# [Objetivos]
1/ Responda com base no texto sobre o Livros de Humanas:
(a) Quais áreas das ciências humanas o acervo contemplava principalmente?
(b) Qual o nome do site em que as pessoas estão manifestando apoio?
(c) Quantos livros em PDF gratuitos o site oferecia?
2/ No texto sobre o Livros de Humanas, reproduza o trecho de "A esta altura, quem" a "sobre o caso.", renomeando "Direito de Acesso" para "Acesso Livre".

# [Texto base]
========================================
A esta altura, quem acompanha este blog no Twitter e no Facebok já está sabendo do fechamento do site do Livros de Humanas, biblioteca digital que mantinha um rico acervo dedicado às ciências humanas (linguística, literatura e filosofia, principalmente).

Já sabe também que um grupo cada vez maior de pessoas (professores, escritores, estudantes) está manifestando seu apoio em um site chamado Direito de Acesso, que, por enquanto, tem compilado matérias, artigos e entrevistas sobre o caso.

Se tu já sabe o que de fato aconteceu, pule para o asterisco. Se não, continue aqui e confira uma breve retrospectiva do caso.

O que você encontra se for acessar o Livro de Humanas hoje

A informação completa, postada inicialmente, dentre outros lugares, no blog da repórter da Folha Raquel Cozer, jornalista requisitadíssima por escritores brasucas:

O site livrosdehumanas.org saiu do ar anteontem (quinta, 17/5) após ser notificado de ação judicial movida pela Associação Brasileira de Direitos Reprográficos. Com 2.322 livros em PDF gratuitos, o blog que se descreve como “difusor de conhecimento produzido pelas humanidades” representa, para a ABDR, “o maior caso de pirataria de livros digitais em dez anos”. Na quinta, iniciou-se no Twitter campanha em defesa do blog e contra as editoras Forense e Contexto, destacadas na notificação. A ABDR afirma que a ação partiu dela própria e que só usou títulos das casas como exemplos. Pelo número de livros, o site poderia ter de pagar mais de R$ 200 milhões, mas em geral chega-se a acordo. A instituição destaca o prejuízo ao autor e diz usar o dinheiro arrecadado em campanhas antipirataria –o valor arrecadado no ano passado não foi divulgado.
========================================
# [Dados coletados]
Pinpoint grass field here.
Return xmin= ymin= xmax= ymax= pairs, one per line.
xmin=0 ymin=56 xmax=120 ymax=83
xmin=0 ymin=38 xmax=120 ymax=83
========================================
# [Respostas]
1/
(a) Linguística, literatura e filosofia.
(b) Direito de Acesso.
(c) 2.322 livros.

2/
A esta altura, quem acompanha este blog no Twitter e no Facebok já está sabendo do fechamento do site do Livros de Humanas, biblioteca digital que mantinha um rico acervo dedicado às ciências humanas (linguística, literatura e filosofia, principalmente).

Já sabe também que um grupo cada vez maior de pessoas (professores, escritores, estudantes) está manifestando seu apoio em um site chamado Acesso Livre, que, por enquanto, tem compilado matérias, artigos e entrevistas sobre o caso.